_TASK REQUIREMENTS_:
Please copy the excerpt between "The Agreement for" and "in Mediterranean waters.", inclusive, renaming "aquaculture" to "fish farming".

_EXCERPT_:
%%

The Agreement for the establishment of the General Fisheries Commission for the Mediterranean (GFCM), under the provisions of Article XIV of the FAO constitution, was approved by the FAO Conference in 1949 and entered into force in 1952. Consisting of 23 Member countries along with the European Union, the GFCM’s objectives are to promote the development, conservation, rational management and best utilization of living marine resources, as well as the sustainable development of aquaculture in the Mediterranean, Black Sea and connecting waters. Membership is open to both Mediterranean coastal states and regional economic organizations as well as to United Nations member states whose vessels engage in fishing in Mediterranean waters.


The EastMed Project “Scientific and Institutional Cooperation to Support Responsible Fisheries in the Eastern Mediterranean” executed by FAO and funded by Greece, Italy and European Community, supports the development of regionally-consistent fisheries management plans among the Eastern Mediterranean countries. The project’s longer-term development objective is to contribute to the sustainable management of marine fisheries in the Eastern Mediterranean, and thereby to support national economies and protecting the livelihoods of those involved in the fisheries sector. The project’s immediate objective aims is to support and improve the capacity of national fishery departments, to increase their scientific and technical information base for fisheries management and to develop coordinated and participative fisheries management plans in the Eastern Mediterranean sub-region.


The CNR Institute for the Coastal Marine Environment (CNR-IAMC) implements research activities in the field of the geological, chemical, physical and biological aspects of the coastal marine environment and is supported by highly technological facilities both in the laboratory and at sea. The Institute also offers different forms of vocational training, including a Doctorate in Marine Science and Engineering.


Following the summer 2006 conflict, Italy reinforced its presence with extraordinary aid funds, as grant, totalling approximately 30 million euro. In addition, in September 2007, the Italian Cooperation Office (UTL – Local Technical Unit) was opened within the Italian embassy. As an integral part of our country’s foreign policy, the Italian Development Cooperation’s approach is based on two priorities: first, the need to ensure the protection of life and human dignity to all the planet’s inhabitants; and second, a vision of cooperation as a method by which to install, improve and strengthen relations among various countries and various communities.

%%

Records from a data source
%%

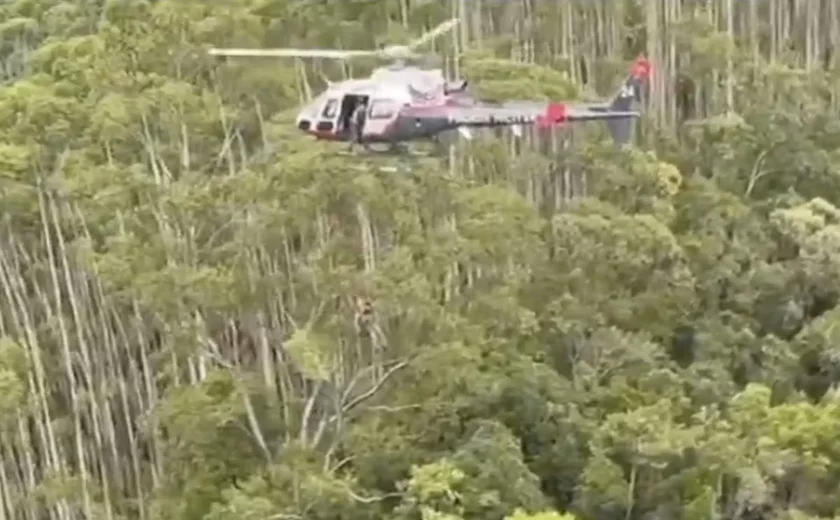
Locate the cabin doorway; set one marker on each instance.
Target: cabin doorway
(348, 105)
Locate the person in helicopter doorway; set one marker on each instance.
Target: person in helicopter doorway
(357, 123)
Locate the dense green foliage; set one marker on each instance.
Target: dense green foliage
(204, 316)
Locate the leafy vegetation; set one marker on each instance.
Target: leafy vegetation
(205, 316)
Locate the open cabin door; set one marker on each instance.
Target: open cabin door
(381, 113)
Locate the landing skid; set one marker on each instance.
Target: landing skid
(397, 149)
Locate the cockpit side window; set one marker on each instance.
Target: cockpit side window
(330, 109)
(382, 109)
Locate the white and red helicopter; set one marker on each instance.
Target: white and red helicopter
(407, 103)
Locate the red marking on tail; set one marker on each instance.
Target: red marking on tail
(641, 68)
(554, 113)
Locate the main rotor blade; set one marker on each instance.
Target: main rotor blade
(291, 53)
(434, 33)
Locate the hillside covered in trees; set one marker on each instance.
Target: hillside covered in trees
(205, 316)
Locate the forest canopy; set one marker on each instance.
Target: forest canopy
(206, 316)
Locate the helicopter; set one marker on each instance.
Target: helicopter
(402, 102)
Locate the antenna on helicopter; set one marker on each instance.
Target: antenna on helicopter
(398, 54)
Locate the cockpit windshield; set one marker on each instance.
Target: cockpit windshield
(330, 109)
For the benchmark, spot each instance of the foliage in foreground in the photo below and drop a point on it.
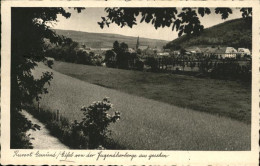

%%

_ANSWER TO THE PROBLEM_:
The Agreement for the establishment of the General Fisheries Commission for the Mediterranean (GFCM), under the provisions of Article XIV of the FAO constitution, was approved by the FAO Conference in 1949 and entered into force in 1952. Consisting of 23 Member countries along with the European Union, the GFCM’s objectives are to promote the development, conservation, rational management and best utilization of living marine resources, as well as the sustainable development of fish farming in the Mediterranean, Black Sea and connecting waters. Membership is open to both Mediterranean coastal states and regional economic organizations as well as to United Nations member states whose vessels engage in fishing in Mediterranean waters.